■ Page extract:
_ _ _ _ _ _ _
The knife is one of man’s oldest and most useful tools. As time has progressed the knife has taken on many shapes and sizes to fit varying jobs.
In today’s society, it isn’t exactly rare to find a person who carries a pocket knife in their EDC (everyday carry). Pocket knives are a convenient tool to have on one’s person to help out with everyday tasks. Not having a pocket knife at best means you may deal with some minor inconveniences. At worst, minor problems can quickly turn into a nightmare.
With the knife continuing to evolve, there are so many companies producing various shapes and styles of pocket knives. There are literally thousands of options to choose from and it can be overwhelming on where to start if you are in the market for one. This article will help you narrow down what makes a best EDC pocket knives and give you some great options as a jumping-off point.
First, we need to establish what would make a good all-around EDC knife. In my experience, there are 4 main components to consider when making your choice. They are, in order of least to most important blade steel, ergonomics/handle material, overall carry ability, and lastly budget.
Blade steel is important since that is the part of the knife actually doing the work. Finding the ideal blade steel depends on a number of factors. Key things to consider when picking a blade steel are sharpenability, corrosion resistance, and edge retention to name a few.
Like pocket knives themselves, there are many options available, each with their pros and cons. Some steels may hold an edge for extended periods of time, but may be difficult to sharpen like S90V. Other steels are very durable and versatile but can fall to corrosion if neglected like M4.
There is no “correct choice” for blade steel as the best fit will be determined by what you will put it through. If you are new to the EDC hobby, then a steel like S30V is a great place to start. S30V is an all around “jack of all trades” steel that doesn’t excel at anything specific, but can do everything fairly well and is the current standard as far as “higher end” steels go.
As you gain more experience you can branch out to more premium steels and learn about their strengths and weaknesses. With just a little research and time, you can even learn to mitigate the sole drawbacks to otherwise great steels.
The combination of ergonomics and handle materials deal with how a knife feels in your hand when you are holding/using it. Both are important as they affect comfortability and durability of both the knife and its user.
Ergonomics are the first step in comfortability as they determine the grip and initial positioning of one’s hand when using a knife. Second, are handle materials as the balance between durability and comfortability must be addressed.
A good handle material is something that can withstand hard use (or the worst jobs you would typically encounter) but are also something you can feel comfortable using over a long period of time (or the time of your longest job).
_ _ _ _ _ _ _
■ Data excerpts:
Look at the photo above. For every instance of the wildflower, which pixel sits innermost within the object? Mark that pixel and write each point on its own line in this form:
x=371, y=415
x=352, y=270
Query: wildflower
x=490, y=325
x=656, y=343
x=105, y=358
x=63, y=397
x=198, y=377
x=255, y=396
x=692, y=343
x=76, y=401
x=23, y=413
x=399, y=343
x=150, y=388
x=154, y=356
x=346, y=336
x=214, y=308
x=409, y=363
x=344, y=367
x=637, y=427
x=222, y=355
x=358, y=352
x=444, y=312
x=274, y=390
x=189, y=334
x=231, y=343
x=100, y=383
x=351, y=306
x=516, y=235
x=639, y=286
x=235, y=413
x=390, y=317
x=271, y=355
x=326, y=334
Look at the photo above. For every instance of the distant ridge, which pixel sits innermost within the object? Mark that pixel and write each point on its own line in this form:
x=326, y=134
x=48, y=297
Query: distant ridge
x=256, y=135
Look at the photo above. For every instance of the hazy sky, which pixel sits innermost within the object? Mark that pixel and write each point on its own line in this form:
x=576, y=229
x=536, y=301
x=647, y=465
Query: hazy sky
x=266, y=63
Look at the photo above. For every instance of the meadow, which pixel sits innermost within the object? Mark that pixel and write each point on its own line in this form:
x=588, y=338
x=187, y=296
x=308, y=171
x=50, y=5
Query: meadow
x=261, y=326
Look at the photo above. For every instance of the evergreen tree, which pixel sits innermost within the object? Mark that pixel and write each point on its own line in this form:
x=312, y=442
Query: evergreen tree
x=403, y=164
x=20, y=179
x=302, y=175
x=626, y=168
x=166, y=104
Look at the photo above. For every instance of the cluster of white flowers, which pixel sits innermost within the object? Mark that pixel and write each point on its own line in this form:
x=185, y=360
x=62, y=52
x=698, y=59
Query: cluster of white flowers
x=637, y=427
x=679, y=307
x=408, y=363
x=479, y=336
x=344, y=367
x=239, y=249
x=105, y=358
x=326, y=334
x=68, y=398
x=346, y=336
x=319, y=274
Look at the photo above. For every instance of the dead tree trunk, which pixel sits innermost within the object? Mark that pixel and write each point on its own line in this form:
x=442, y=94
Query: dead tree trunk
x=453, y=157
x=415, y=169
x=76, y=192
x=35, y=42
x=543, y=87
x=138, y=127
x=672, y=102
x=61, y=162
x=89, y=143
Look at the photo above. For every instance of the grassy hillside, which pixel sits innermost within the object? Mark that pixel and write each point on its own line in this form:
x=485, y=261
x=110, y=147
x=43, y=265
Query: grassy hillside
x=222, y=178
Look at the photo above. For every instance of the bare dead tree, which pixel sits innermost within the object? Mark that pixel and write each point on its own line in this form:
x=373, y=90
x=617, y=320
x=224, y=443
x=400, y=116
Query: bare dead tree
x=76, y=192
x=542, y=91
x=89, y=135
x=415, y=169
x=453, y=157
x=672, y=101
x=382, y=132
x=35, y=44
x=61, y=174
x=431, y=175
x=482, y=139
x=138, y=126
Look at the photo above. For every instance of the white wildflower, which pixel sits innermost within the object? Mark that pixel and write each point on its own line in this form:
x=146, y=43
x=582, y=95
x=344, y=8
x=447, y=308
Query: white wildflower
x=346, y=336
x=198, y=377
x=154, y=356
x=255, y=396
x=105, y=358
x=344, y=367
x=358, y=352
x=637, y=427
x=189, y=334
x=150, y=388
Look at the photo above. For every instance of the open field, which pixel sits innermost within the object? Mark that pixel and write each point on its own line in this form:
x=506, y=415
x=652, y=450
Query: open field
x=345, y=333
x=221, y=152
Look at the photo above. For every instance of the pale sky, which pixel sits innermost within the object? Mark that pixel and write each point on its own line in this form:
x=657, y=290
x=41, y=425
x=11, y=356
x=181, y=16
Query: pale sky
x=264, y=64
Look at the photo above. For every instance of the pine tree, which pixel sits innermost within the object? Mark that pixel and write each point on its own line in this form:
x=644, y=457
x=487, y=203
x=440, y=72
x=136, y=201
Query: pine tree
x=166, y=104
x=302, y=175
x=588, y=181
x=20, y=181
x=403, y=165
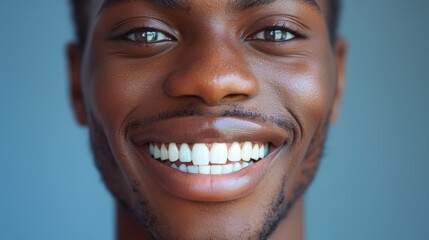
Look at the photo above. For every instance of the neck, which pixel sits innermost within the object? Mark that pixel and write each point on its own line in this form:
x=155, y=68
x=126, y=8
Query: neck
x=292, y=227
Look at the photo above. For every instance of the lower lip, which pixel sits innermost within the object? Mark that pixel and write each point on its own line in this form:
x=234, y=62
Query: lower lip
x=199, y=187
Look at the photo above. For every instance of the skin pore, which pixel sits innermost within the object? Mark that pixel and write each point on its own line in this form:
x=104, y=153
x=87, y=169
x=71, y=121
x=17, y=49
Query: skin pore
x=207, y=72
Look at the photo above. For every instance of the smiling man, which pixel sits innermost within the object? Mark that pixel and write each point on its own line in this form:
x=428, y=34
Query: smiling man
x=207, y=118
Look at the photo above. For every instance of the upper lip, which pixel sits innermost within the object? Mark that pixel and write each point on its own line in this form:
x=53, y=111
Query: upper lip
x=205, y=129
_ _ _ _ _ _ _
■ Challenge 1: The pocket knife article names the main components to weigh when choosing an everyday carry knife. List all of them.
■ Challenge 2:
Do these statements agree with the pocket knife article? Answer yes or no for each, quoting the words of the article that decide it.
(a) S30V is described as the current standard among higher end steels.
(b) M4 is given as an example of a steel that may be difficult to sharpen.
(c) Budget is ranked as the least important of the components.
■ Challenge 3: Echo the stretch of the pocket knife article from "The combination of" through "and its user.".
Nothing in the lines is needed here.

■ Exercise response 1:
Blade steel
Ergonomics/handle material
Overall carry ability
Budget

■ Exercise response 2:
(a) Yes: "is the current standard as far as “higher end” steels go"
(b) No: "Other steels are very durable and versatile but can fall to corrosion if neglected like M4"
(c) No: "in order of least to most important blade steel, ergonomics/handle material, overall carry ability, and lastly budget"

■ Exercise response 3:
The combination of ergonomics and handle materials deal with how a knife feels in your hand when you are holding/using it. Both are important as they affect comfortability and durability of both the knife and its user.